--- Problem ---
Convert the items below into a two-column CSV with the headers "text" and "points", one row per item. Put each item's text and its answer in a single quoted field, replacing line breaks with spaces and leaving the pictures out.

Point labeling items
○ ○ ○ ○ ○ ○ ○

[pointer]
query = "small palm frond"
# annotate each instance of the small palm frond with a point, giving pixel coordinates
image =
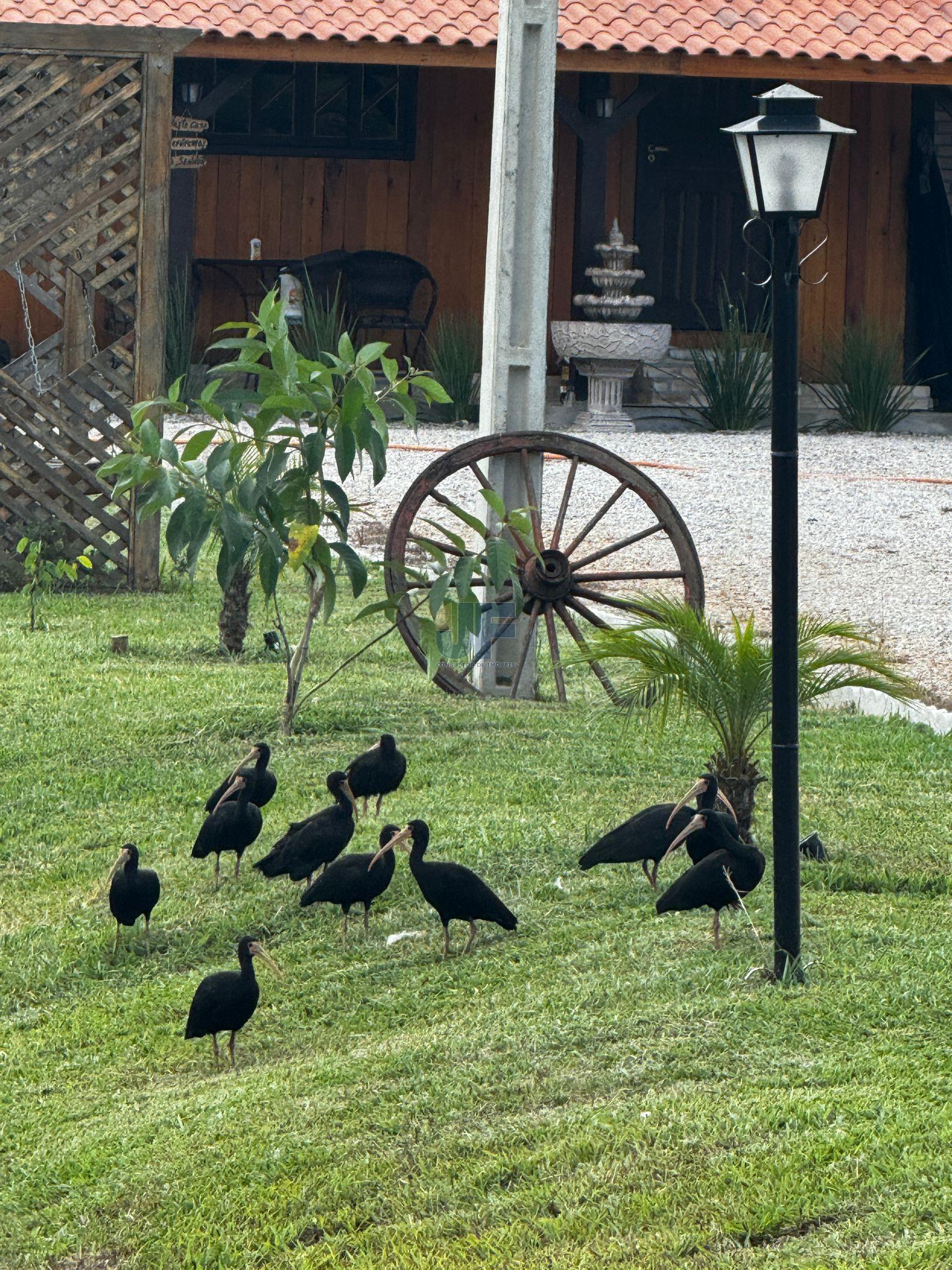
(678, 659)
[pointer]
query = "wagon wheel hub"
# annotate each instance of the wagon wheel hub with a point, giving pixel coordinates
(550, 578)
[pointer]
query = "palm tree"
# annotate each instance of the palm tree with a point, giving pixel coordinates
(682, 660)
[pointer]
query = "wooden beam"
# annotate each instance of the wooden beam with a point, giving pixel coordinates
(42, 37)
(611, 61)
(152, 282)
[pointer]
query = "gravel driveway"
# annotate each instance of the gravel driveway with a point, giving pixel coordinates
(876, 525)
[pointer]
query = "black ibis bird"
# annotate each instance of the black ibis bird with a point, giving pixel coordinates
(380, 770)
(262, 781)
(231, 827)
(134, 892)
(721, 879)
(648, 835)
(316, 841)
(351, 881)
(454, 890)
(226, 1000)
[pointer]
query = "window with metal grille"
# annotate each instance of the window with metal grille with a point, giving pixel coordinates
(287, 109)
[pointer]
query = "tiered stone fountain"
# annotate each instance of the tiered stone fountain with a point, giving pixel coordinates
(610, 347)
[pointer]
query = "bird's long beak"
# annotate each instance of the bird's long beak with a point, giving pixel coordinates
(350, 794)
(696, 824)
(394, 842)
(226, 796)
(258, 950)
(723, 798)
(697, 788)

○ ○ ○ ○ ○ ○ ○

--- Answer below ---
text,points
"[pointer] query = ""small palm frond"" # annotate each instance of the small palm frond with a point, giving pixel coordinates image =","(678, 659)"
"[pointer] query = ""wagon wheel hub"" # annotate each instance of the wagon wheel hub with a point, giving pixel coordinates","(550, 578)"
"[pointer] query = ""palm tree"" # annotate each instance of the palm tree with a point, giving pixel coordinates","(682, 660)"
"[pointer] query = ""wooden beam"" # annotate each instance of the wooden beam with a point, giving pixel coordinates","(42, 37) (611, 61) (152, 282)"
"[pointer] query = ""gravel driveway"" # annotate each instance of the gravel driveway with a point, giving pixel coordinates","(876, 525)"
"[pointer] query = ""black ibis bird"" # annotate each instance of the black ibis bird with a point, giving pixel coordinates","(380, 770) (262, 781) (231, 827) (134, 892) (721, 879) (648, 835) (316, 841) (351, 881) (454, 890) (226, 1000)"
"[pointer] query = ""window with metal grille"" # annotate each instance of the window with metal grille with a point, giving pixel coordinates","(287, 109)"
"[pointer] query = ""tiered stone fountain"" # annotate each instance of the tiered stone fountain with a point, giving pixel coordinates","(610, 347)"
"[pointer] query = ""bird's long beak"" # annotate each instance of the bird's long beak with a point, giving pixel coordinates","(350, 794) (696, 824) (394, 842) (226, 796) (258, 950) (723, 798) (697, 788)"